** Begin Items **
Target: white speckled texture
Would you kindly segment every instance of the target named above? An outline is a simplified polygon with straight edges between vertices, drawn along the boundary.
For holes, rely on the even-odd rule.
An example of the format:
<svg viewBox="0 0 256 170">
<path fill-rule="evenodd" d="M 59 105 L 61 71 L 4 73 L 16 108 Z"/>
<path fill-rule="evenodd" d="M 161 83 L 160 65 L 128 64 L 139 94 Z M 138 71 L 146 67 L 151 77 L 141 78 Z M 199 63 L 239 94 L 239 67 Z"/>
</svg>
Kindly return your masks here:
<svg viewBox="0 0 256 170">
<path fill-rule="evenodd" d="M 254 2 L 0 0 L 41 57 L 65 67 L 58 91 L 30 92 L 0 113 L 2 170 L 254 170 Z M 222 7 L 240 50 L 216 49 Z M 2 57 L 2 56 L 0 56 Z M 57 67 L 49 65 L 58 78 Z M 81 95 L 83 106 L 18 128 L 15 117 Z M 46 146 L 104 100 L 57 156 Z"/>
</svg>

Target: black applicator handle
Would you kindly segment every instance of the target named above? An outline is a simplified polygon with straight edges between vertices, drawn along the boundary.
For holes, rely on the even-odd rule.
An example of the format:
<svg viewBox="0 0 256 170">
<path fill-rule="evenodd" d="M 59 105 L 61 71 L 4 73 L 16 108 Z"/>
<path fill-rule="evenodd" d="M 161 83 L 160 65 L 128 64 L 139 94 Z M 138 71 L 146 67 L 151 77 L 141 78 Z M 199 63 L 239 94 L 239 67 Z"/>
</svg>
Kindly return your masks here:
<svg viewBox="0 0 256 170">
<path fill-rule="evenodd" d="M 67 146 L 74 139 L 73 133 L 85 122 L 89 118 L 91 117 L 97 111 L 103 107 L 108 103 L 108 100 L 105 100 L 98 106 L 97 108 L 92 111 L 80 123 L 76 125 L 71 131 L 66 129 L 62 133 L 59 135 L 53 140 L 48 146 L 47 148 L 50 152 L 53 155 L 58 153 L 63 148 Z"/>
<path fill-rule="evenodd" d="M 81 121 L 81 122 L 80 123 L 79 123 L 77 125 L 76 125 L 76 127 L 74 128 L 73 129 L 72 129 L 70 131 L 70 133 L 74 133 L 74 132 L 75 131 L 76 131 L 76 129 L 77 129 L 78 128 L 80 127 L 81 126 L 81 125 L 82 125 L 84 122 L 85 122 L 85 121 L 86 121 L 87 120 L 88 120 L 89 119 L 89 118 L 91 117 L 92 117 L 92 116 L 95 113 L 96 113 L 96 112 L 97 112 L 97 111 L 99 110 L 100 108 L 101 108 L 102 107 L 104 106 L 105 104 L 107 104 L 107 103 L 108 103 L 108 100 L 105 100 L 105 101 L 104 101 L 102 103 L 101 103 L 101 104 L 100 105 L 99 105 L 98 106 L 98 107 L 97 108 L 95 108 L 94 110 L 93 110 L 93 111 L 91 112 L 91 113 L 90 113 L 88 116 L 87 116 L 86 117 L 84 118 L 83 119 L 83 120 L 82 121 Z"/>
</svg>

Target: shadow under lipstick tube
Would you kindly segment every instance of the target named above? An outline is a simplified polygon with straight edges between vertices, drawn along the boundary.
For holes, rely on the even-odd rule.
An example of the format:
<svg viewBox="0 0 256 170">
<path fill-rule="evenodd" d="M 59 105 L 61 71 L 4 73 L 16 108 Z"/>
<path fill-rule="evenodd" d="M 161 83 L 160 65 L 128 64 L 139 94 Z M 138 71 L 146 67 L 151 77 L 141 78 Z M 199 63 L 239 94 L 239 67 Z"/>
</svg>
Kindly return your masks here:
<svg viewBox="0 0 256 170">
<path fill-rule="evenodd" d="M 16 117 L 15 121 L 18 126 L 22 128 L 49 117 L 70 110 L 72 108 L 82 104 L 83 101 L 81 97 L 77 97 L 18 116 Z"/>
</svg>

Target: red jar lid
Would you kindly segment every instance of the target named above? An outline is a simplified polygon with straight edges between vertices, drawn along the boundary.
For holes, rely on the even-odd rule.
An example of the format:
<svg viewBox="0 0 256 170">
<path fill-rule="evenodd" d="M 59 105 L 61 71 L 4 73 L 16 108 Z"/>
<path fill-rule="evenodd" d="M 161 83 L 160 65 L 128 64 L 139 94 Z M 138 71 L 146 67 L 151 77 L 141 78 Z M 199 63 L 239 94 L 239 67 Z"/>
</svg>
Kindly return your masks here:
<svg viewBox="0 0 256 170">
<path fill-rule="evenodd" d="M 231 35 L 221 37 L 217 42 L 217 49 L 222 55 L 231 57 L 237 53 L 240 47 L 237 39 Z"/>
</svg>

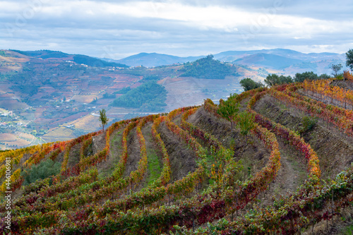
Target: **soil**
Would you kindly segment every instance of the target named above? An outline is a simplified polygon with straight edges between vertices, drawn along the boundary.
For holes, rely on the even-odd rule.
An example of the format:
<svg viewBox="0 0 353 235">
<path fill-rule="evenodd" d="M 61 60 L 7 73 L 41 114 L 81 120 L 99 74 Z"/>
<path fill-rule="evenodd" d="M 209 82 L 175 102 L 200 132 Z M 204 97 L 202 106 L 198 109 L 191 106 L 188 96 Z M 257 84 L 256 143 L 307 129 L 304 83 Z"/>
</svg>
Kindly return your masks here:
** End Items **
→ Written exercise
Reproduce every item above word for word, omitting the pictures.

→ Finished task
Target: white speckled texture
Would you kindly segment every instance of the target named above? An outline is a simplified polygon with straight edges between vertices, drawn along the boundary.
For holes, rely on the even-odd rule.
An example of the format:
<svg viewBox="0 0 256 170">
<path fill-rule="evenodd" d="M 59 105 L 61 71 L 4 73 L 16 108 Z"/>
<path fill-rule="evenodd" d="M 161 83 L 160 65 L 128 64 L 139 94 Z M 138 71 L 146 67 L 151 77 L 141 78 Z M 199 63 L 239 94 L 239 67 Z"/>
</svg>
Kindly return your masks here:
<svg viewBox="0 0 256 170">
<path fill-rule="evenodd" d="M 254 2 L 0 0 L 41 57 L 65 67 L 58 91 L 30 92 L 0 113 L 2 170 L 254 170 Z M 222 7 L 240 50 L 216 49 Z M 2 57 L 2 56 L 0 56 Z M 57 67 L 49 65 L 58 78 Z M 81 95 L 83 106 L 18 128 L 15 117 Z M 46 146 L 104 100 L 57 156 Z"/>
</svg>

Target: black applicator handle
Would you kindly segment every instance of the target named above? An outline is a simplified polygon with straight edges between vertices, drawn along the boundary.
For holes, rely on the even-odd rule.
An example of the format:
<svg viewBox="0 0 256 170">
<path fill-rule="evenodd" d="M 59 105 L 61 71 L 4 73 L 16 108 Z"/>
<path fill-rule="evenodd" d="M 161 83 L 160 65 L 128 64 L 139 94 Z M 138 71 L 146 67 L 151 77 L 141 78 Z M 199 63 L 239 94 L 239 67 Z"/>
</svg>
Kindly return your masks here:
<svg viewBox="0 0 256 170">
<path fill-rule="evenodd" d="M 67 146 L 74 139 L 73 133 L 85 122 L 89 118 L 91 117 L 97 111 L 103 107 L 108 103 L 108 100 L 105 100 L 98 106 L 97 108 L 92 111 L 80 123 L 76 125 L 71 131 L 66 129 L 62 133 L 59 135 L 53 140 L 48 146 L 47 148 L 50 152 L 53 155 L 58 153 L 63 148 Z"/>
<path fill-rule="evenodd" d="M 81 121 L 81 122 L 80 123 L 79 123 L 77 125 L 76 125 L 76 127 L 74 128 L 73 129 L 72 129 L 70 131 L 70 133 L 74 133 L 74 132 L 75 131 L 76 131 L 76 129 L 77 129 L 78 128 L 80 127 L 81 126 L 81 125 L 82 125 L 84 122 L 85 122 L 85 121 L 86 121 L 87 120 L 88 120 L 89 119 L 89 118 L 91 117 L 92 117 L 92 116 L 95 113 L 96 113 L 96 112 L 97 112 L 97 111 L 99 110 L 100 108 L 101 108 L 102 107 L 104 106 L 105 104 L 107 104 L 107 103 L 108 103 L 108 100 L 105 100 L 105 101 L 104 101 L 102 103 L 101 103 L 101 104 L 100 105 L 99 105 L 98 106 L 98 107 L 97 108 L 95 108 L 94 110 L 93 110 L 93 111 L 91 112 L 91 113 L 90 113 L 88 116 L 87 116 L 86 117 L 84 118 L 83 119 L 83 120 L 82 121 Z"/>
</svg>

Target: shadow under lipstick tube
Would you kindly segment every instance of the target named above? An outline is a simplified polygon with straight edges between vertices, drawn along the boundary.
For holes, rely on the even-odd rule.
An example of the format:
<svg viewBox="0 0 256 170">
<path fill-rule="evenodd" d="M 59 105 L 61 71 L 4 73 L 16 108 Z"/>
<path fill-rule="evenodd" d="M 161 83 L 160 65 L 128 64 L 139 94 Z M 138 71 L 146 67 L 151 77 L 141 78 Z M 199 63 L 239 94 L 239 67 Z"/>
</svg>
Kindly return your masks here:
<svg viewBox="0 0 256 170">
<path fill-rule="evenodd" d="M 16 117 L 15 121 L 18 126 L 22 128 L 49 117 L 70 110 L 72 108 L 82 104 L 83 101 L 81 97 L 77 97 L 18 116 Z"/>
</svg>

Target: red jar lid
Would you kindly segment every instance of the target named above? An outline is a simplified polygon with straight edges between vertices, drawn along the boundary.
For holes, rely on the even-odd rule.
An example of the format:
<svg viewBox="0 0 256 170">
<path fill-rule="evenodd" d="M 59 105 L 61 71 L 4 73 L 16 108 Z"/>
<path fill-rule="evenodd" d="M 161 83 L 160 65 L 128 64 L 139 94 Z M 138 71 L 146 67 L 151 77 L 141 78 Z M 199 63 L 239 94 L 239 67 Z"/>
</svg>
Kindly return your masks here:
<svg viewBox="0 0 256 170">
<path fill-rule="evenodd" d="M 231 35 L 221 37 L 217 42 L 217 49 L 222 55 L 231 57 L 237 53 L 240 47 L 237 39 Z"/>
</svg>

Target: **soil**
Would you kindly segment every instance of the target named above? An outline is a simplified polygon with straight edges between vertices, drawn along the boundary.
For holes, rely on the even-odd rule.
An example of the format:
<svg viewBox="0 0 353 235">
<path fill-rule="evenodd" d="M 61 60 L 7 73 L 41 114 L 81 120 L 99 74 Z"/>
<path fill-rule="evenodd" d="M 209 82 L 175 102 L 200 132 Z M 204 97 L 202 106 L 198 109 L 191 106 L 188 96 Z M 257 84 L 256 143 L 307 129 L 304 83 Z"/>
</svg>
Kindly return your masks here:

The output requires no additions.